>> BEGIN
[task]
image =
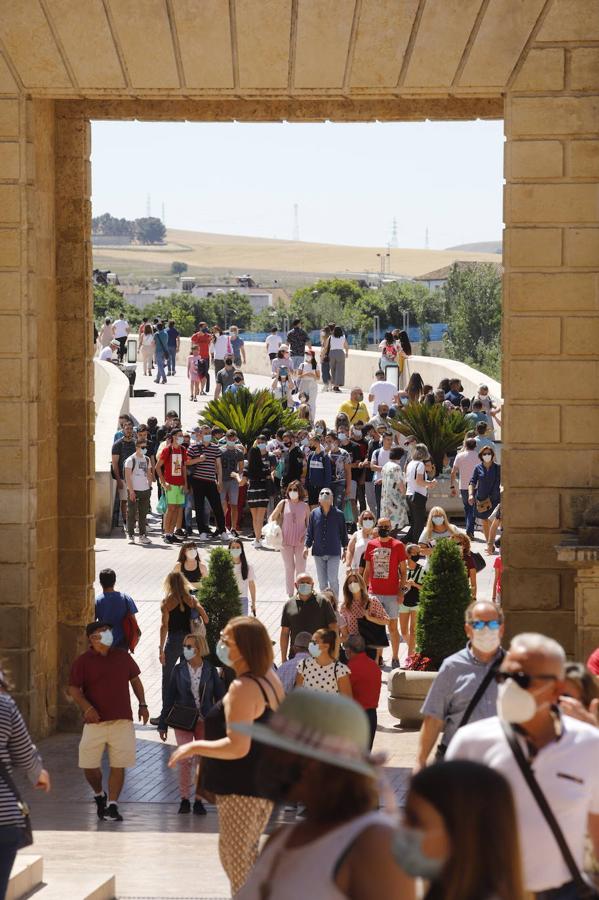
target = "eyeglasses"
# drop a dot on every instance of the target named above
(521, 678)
>> END
>> BEGIN
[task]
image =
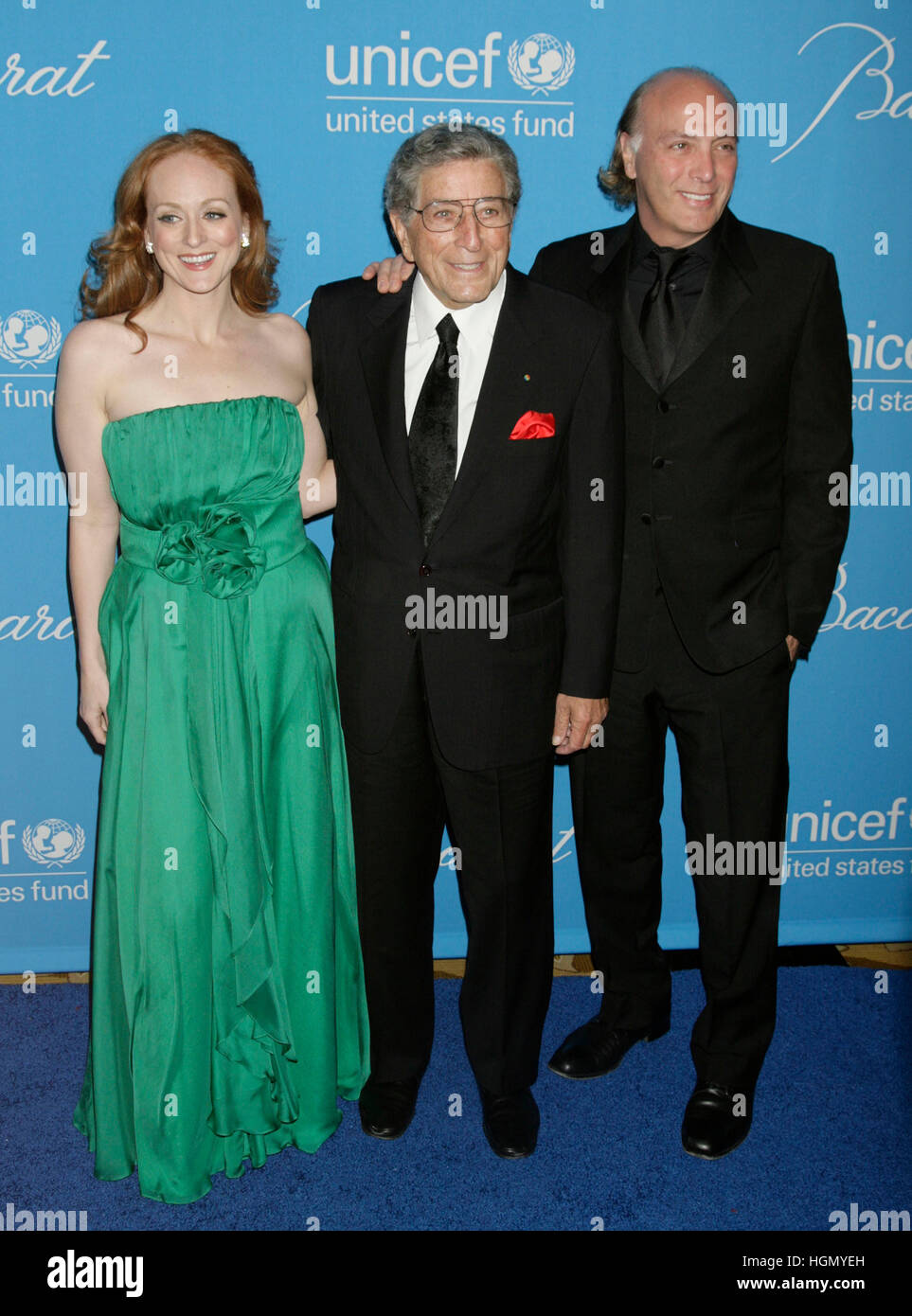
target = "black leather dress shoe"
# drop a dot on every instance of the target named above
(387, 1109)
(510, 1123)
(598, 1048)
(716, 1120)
>> END
**Short exercise**: Pick out every line in the entries above that contains the string "target" and copy each one. Case counts.

**Task result**:
target = "eyeglasses"
# drop a dot on every instance of the target named above
target = "black leather dress shoe"
# drop a dot on every instance of the target named above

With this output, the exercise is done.